# EXERCISE INPUT
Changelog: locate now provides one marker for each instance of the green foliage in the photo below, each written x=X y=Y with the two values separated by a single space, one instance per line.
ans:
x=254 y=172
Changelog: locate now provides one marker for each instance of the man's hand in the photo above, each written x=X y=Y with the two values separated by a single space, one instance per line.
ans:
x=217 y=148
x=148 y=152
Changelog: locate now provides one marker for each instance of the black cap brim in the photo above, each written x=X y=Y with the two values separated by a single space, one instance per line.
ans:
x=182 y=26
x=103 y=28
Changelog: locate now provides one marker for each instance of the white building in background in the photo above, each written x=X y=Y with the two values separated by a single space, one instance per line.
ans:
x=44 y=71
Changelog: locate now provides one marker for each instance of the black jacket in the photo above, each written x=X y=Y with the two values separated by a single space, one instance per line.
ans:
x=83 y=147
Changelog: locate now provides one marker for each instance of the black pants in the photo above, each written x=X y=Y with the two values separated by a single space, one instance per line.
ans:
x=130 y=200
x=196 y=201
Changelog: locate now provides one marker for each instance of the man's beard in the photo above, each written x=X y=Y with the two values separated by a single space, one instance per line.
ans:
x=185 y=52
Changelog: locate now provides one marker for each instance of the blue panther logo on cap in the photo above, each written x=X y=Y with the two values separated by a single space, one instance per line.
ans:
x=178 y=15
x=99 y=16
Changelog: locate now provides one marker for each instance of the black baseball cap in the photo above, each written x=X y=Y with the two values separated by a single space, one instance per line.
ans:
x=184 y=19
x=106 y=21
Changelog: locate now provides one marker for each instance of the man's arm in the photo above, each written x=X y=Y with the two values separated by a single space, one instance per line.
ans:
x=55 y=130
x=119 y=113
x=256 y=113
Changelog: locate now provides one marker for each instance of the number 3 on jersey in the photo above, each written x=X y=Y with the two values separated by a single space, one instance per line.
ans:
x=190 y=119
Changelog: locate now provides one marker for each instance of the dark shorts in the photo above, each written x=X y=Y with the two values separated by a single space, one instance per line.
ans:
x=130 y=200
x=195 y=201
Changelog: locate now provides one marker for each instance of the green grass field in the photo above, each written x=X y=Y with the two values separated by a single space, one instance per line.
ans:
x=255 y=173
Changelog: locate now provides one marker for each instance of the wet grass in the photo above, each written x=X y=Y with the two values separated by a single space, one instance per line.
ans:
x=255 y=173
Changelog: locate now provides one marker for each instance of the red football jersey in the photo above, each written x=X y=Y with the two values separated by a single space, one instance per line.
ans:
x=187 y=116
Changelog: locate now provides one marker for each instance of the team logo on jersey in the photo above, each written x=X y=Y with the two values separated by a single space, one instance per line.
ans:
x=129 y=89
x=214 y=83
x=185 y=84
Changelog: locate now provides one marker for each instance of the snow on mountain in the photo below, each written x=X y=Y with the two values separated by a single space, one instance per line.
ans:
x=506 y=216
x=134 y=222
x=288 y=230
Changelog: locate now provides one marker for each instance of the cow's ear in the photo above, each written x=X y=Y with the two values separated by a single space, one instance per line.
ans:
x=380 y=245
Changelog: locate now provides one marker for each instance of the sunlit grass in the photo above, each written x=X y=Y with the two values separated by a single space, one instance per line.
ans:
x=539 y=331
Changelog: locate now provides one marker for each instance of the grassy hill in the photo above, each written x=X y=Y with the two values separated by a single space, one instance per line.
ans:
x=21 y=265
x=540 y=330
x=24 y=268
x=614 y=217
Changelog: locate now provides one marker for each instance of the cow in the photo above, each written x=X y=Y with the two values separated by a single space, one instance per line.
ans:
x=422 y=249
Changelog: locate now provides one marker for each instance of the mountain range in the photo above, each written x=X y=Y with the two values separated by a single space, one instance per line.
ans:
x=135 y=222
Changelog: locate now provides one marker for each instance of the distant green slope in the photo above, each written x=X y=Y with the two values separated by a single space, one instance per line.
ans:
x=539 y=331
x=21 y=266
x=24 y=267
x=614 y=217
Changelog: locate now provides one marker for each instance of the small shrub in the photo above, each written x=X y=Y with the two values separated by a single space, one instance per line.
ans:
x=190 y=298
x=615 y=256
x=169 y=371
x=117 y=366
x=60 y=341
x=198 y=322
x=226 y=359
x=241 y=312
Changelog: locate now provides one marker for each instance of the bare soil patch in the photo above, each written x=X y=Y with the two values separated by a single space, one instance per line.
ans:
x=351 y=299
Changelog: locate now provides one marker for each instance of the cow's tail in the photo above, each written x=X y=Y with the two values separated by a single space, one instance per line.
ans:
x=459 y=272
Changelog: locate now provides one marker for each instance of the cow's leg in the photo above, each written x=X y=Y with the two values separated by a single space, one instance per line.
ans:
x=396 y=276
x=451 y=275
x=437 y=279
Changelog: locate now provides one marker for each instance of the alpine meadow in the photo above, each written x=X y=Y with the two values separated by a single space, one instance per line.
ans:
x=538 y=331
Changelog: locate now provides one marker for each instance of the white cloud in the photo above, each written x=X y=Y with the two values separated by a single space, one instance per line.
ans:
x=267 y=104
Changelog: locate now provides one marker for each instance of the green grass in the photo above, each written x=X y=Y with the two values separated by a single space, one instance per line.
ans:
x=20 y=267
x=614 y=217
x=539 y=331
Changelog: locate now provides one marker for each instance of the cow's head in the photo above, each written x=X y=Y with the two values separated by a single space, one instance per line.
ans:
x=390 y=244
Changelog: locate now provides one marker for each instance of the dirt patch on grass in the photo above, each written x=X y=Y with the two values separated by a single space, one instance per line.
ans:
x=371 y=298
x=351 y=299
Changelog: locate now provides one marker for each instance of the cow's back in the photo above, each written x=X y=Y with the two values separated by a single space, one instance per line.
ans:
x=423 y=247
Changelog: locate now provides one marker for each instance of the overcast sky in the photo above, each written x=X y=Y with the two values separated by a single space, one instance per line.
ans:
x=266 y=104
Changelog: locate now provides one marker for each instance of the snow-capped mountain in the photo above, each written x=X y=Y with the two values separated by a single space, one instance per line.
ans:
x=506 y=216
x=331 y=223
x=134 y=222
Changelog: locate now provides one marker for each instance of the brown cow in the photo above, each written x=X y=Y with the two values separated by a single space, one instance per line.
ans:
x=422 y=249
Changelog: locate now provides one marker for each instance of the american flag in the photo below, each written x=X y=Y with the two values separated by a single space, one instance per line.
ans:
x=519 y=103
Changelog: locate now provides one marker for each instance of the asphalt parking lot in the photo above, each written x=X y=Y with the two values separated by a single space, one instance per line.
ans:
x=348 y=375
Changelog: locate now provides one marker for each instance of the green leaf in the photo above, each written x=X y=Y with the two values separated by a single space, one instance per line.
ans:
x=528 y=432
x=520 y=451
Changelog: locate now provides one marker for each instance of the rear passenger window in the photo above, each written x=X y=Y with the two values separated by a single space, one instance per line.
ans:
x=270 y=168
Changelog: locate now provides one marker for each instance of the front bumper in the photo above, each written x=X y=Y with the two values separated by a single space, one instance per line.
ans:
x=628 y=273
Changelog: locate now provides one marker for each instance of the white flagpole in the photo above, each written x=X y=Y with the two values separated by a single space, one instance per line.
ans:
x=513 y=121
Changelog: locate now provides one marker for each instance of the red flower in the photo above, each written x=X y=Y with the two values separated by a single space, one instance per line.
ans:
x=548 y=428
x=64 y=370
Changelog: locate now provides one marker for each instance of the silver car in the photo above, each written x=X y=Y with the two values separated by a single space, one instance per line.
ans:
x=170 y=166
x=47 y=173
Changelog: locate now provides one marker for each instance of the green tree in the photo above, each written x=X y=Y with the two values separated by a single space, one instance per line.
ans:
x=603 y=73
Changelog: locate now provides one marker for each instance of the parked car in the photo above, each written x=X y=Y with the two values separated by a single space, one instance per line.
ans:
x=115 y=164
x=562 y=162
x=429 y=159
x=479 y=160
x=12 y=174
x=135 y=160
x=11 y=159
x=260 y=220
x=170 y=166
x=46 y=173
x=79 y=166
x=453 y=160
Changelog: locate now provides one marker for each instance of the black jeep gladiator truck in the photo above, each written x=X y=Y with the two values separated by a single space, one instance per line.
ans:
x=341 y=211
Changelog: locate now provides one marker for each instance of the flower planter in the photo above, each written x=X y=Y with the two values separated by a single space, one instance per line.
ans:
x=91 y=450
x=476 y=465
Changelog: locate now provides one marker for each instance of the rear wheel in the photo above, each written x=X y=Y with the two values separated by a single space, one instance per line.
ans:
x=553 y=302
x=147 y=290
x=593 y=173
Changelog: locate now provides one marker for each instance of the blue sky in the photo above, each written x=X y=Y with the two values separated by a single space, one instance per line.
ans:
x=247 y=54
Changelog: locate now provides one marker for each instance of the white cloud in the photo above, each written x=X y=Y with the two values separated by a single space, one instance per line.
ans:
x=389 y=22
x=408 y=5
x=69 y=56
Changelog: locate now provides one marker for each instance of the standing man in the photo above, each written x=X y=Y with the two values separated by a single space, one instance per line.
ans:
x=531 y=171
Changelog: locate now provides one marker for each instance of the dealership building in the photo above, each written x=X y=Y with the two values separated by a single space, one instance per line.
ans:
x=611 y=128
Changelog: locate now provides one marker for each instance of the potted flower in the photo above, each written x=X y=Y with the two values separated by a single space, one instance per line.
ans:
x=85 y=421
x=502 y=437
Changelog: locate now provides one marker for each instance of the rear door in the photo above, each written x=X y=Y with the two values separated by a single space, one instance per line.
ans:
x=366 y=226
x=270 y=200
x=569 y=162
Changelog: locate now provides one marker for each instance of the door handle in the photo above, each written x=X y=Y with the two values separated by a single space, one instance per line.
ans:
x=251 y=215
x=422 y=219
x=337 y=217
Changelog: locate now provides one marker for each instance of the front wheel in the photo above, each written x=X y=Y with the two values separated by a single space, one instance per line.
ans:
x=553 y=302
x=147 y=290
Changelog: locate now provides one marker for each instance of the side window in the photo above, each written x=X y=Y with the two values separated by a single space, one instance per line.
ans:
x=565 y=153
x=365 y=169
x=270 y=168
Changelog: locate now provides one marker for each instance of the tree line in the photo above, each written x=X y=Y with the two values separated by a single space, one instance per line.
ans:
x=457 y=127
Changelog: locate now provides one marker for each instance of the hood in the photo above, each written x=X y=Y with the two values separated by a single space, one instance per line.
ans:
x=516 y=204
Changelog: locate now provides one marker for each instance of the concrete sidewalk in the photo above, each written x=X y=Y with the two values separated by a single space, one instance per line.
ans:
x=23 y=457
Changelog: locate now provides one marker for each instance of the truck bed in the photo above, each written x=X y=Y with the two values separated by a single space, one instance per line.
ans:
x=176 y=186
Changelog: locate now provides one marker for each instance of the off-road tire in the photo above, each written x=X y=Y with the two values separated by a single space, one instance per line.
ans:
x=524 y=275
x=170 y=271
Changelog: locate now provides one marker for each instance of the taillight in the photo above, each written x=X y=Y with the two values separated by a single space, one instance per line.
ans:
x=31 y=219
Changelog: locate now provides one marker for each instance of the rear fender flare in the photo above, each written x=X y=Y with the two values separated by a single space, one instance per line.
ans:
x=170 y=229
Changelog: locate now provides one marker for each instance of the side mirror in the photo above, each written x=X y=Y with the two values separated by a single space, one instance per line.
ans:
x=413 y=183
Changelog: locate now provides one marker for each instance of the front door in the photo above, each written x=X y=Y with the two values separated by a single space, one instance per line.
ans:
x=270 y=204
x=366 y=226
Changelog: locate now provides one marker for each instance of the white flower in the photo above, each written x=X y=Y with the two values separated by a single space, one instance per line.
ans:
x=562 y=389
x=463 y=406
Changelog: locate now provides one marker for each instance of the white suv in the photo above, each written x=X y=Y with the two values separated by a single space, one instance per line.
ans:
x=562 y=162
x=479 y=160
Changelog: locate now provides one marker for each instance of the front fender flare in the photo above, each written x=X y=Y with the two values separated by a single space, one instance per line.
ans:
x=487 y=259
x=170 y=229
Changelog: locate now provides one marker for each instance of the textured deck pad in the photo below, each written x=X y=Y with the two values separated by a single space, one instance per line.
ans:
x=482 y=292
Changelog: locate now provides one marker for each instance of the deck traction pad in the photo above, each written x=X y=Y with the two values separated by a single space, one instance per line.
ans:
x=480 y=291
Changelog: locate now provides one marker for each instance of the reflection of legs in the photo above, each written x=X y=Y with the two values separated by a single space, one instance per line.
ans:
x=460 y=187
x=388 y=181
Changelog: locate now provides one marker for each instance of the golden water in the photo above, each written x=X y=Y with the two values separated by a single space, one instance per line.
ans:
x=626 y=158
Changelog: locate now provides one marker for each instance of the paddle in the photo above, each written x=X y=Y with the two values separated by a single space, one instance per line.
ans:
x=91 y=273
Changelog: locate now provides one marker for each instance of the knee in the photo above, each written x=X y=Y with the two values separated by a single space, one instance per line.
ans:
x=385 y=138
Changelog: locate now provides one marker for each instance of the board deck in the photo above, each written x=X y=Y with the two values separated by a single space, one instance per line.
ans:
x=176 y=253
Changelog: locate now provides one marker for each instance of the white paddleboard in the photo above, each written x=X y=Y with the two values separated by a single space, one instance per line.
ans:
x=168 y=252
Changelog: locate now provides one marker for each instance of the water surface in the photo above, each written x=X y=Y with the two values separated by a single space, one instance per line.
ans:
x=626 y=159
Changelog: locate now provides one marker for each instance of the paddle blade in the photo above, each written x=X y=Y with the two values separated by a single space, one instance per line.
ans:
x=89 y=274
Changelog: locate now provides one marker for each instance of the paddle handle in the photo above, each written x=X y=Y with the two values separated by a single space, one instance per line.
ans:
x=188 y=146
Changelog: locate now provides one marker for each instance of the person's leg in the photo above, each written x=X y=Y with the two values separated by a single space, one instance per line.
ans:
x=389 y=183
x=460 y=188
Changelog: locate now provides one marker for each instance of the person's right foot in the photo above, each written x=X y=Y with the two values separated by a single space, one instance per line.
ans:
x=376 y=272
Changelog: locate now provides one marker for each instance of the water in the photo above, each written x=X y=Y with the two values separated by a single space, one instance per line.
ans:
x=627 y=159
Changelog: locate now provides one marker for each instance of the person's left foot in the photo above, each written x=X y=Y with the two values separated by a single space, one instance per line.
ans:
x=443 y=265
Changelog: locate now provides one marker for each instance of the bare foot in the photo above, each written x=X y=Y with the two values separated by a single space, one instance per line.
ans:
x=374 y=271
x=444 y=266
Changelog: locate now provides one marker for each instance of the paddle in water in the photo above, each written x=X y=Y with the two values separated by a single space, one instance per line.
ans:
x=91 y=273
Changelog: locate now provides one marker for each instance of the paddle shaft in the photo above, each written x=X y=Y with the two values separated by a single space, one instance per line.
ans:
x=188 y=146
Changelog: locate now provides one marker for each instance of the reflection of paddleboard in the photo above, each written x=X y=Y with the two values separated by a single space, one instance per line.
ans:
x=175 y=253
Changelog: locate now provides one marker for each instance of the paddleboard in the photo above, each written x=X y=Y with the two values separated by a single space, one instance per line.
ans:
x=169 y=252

# DIRECTION
Please rewrite the part of the records that opens with the line containing "of the dark" and closes with the line containing "x=187 y=116", swapping "wet grass" for "damp grass" and leaving everything else unchanged.

# RESPONSE BELOW
Changelog: locate now provides one marker for each instance of the dark shorts in the photo above, each written x=X y=Y with the two values separated by a single space, one instance per line.
ans:
x=130 y=200
x=195 y=201
Changelog: locate now provides one marker for each instance of the green grass field in the photo above, each written x=X y=Y with the two values separated by a single space, one instance per line.
ans:
x=255 y=173
Changelog: locate now provides one marker for each instance of the damp grass in the photo above, each written x=X y=Y with the two values separated by a single space, one instance per line.
ans:
x=255 y=173
Changelog: locate now provides one marker for each instance of the red football jersey in the photo above, each written x=X y=Y with the two values separated by a single space, one instance per line.
ans:
x=187 y=116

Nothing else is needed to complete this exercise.